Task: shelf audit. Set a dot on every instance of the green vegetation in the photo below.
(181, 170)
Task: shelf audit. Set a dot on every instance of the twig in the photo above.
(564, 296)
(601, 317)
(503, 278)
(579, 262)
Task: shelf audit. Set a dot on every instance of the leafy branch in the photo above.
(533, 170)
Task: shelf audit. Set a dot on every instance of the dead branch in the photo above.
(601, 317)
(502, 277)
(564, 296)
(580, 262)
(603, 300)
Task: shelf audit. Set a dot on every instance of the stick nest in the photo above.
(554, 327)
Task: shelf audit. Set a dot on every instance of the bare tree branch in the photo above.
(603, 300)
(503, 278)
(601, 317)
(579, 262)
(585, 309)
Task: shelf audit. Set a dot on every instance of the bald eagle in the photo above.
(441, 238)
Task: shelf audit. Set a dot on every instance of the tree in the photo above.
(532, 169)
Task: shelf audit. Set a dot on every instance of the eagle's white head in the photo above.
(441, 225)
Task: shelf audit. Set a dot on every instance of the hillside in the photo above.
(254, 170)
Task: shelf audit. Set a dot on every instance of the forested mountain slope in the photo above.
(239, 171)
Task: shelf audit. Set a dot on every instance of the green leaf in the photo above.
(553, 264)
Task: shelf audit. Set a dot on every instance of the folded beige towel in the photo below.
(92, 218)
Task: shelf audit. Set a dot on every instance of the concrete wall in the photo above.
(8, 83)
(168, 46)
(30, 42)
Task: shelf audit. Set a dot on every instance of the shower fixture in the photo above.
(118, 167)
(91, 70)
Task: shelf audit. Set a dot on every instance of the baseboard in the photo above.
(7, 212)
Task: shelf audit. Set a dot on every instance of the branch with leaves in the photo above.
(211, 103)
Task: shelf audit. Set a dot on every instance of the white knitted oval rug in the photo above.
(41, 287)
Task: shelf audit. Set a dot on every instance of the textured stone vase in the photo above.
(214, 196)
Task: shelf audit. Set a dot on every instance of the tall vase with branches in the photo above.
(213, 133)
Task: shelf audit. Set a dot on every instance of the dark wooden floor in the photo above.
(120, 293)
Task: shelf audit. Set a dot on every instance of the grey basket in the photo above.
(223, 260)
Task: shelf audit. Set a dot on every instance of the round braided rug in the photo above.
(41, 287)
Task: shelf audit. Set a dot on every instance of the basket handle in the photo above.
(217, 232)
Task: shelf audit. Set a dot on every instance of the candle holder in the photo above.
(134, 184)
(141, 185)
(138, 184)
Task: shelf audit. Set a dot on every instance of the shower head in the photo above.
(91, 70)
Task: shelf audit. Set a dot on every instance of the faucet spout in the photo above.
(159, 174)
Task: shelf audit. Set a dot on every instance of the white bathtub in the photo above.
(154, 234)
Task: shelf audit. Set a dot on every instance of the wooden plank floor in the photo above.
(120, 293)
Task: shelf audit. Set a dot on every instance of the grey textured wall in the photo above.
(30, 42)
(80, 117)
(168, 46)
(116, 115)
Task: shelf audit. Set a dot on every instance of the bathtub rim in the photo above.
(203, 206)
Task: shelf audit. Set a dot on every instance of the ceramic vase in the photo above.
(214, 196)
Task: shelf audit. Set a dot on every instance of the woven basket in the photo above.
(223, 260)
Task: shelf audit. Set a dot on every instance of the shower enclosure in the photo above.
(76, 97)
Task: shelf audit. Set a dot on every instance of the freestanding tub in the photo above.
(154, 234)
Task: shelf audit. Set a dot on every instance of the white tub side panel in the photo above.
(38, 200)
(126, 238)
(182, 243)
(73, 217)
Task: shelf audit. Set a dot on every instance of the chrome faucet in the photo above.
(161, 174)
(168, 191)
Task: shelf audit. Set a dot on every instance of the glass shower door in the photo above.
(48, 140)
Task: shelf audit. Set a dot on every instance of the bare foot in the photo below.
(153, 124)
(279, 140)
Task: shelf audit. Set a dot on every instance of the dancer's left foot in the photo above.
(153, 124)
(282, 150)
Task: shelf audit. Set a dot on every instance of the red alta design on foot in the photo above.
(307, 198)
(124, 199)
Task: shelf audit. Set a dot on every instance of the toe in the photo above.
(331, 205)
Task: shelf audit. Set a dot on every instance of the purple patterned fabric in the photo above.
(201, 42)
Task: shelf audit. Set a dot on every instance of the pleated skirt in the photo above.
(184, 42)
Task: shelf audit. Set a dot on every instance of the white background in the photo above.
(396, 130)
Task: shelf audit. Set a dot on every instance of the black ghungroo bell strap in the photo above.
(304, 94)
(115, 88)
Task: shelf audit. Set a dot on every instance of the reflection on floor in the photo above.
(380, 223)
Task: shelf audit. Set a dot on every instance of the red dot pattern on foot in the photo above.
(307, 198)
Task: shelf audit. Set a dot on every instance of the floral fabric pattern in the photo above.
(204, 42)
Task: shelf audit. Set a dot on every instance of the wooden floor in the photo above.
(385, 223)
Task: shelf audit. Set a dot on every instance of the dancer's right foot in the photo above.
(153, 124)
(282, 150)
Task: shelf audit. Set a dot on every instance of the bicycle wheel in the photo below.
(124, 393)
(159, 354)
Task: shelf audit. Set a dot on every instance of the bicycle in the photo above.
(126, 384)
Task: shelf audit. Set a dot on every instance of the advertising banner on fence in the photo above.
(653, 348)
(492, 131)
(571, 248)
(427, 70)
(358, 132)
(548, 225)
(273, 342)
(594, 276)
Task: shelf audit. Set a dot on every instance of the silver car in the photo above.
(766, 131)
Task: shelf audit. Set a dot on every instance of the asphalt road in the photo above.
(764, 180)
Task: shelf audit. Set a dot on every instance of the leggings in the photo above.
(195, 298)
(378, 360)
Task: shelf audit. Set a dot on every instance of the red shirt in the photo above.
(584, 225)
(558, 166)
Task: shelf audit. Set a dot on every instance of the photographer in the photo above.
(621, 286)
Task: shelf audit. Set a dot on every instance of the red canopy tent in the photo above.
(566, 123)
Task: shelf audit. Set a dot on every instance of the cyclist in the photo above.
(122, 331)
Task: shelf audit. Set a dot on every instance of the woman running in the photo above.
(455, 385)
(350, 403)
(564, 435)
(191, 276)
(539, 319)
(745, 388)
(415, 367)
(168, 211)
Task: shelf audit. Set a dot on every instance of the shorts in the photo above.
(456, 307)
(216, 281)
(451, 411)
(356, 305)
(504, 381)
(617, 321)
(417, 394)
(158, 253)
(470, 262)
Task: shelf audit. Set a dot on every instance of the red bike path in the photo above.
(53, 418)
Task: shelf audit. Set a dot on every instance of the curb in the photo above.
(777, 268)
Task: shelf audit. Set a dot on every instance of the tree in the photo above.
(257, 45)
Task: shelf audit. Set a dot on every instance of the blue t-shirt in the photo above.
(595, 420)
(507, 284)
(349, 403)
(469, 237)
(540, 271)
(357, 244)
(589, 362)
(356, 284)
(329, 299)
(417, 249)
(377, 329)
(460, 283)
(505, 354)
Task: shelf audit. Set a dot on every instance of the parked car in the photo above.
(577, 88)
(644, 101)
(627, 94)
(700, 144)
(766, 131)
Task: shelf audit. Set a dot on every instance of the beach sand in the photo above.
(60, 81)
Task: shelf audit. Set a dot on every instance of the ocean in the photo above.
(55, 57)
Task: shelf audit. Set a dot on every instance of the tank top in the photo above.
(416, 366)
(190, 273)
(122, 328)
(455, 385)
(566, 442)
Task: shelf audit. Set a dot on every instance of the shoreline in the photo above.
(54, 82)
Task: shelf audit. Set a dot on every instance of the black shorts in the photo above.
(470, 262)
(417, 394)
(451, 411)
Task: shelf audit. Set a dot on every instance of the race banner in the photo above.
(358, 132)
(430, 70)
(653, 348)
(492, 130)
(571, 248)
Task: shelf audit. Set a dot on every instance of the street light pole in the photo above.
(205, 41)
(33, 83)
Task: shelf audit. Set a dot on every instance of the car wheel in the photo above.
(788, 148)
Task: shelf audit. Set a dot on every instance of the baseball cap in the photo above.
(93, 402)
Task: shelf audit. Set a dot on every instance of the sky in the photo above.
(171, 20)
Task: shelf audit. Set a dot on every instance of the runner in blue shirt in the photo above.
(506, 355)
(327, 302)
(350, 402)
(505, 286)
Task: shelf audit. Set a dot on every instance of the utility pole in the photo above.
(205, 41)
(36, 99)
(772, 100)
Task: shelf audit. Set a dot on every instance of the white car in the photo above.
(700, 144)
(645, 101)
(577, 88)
+ + + + +
▶ **Direction**
Repeat only the stretch of lines that begins at the line containing "top in the photo above." and ends at the last line above, both included.

▶ **Written response**
Task: shelf audit. Set a dot on every instance of the tank top in the photo above.
(416, 366)
(190, 273)
(122, 328)
(455, 385)
(566, 442)
Task: shelf audit. Set a dot on every instance of the shoreline in the photo above.
(54, 82)
Task: shelf audit. Set a dot on every instance of the black shorts in the photo above.
(470, 262)
(417, 394)
(451, 411)
Task: shelf audit. Set a dot on every instance of the race banner in the photo above.
(358, 132)
(430, 70)
(653, 348)
(492, 130)
(571, 248)
Task: shelf audit. Set a dot on every instance of the street light pole in the photo above.
(205, 41)
(33, 83)
Task: shelf audit. Set a dot on every instance of the car wheel in the photo above.
(788, 148)
Task: shelf audit. Set a dot on every instance of the baseball cap in the photo above.
(93, 402)
Task: shelf audit. Set a dot on every instance of the sky in the photo above.
(171, 20)
Task: shelf audit. Set a dot on every instance of the runner in blue shirt in the photo above.
(506, 355)
(327, 302)
(350, 402)
(505, 286)
Task: shelf audit. Set a dot on every instance of the utility pole in the photo above.
(205, 41)
(36, 99)
(772, 100)
Task: shelf audit. Set a dot on every instance of the white car in the photo above.
(700, 144)
(645, 101)
(577, 88)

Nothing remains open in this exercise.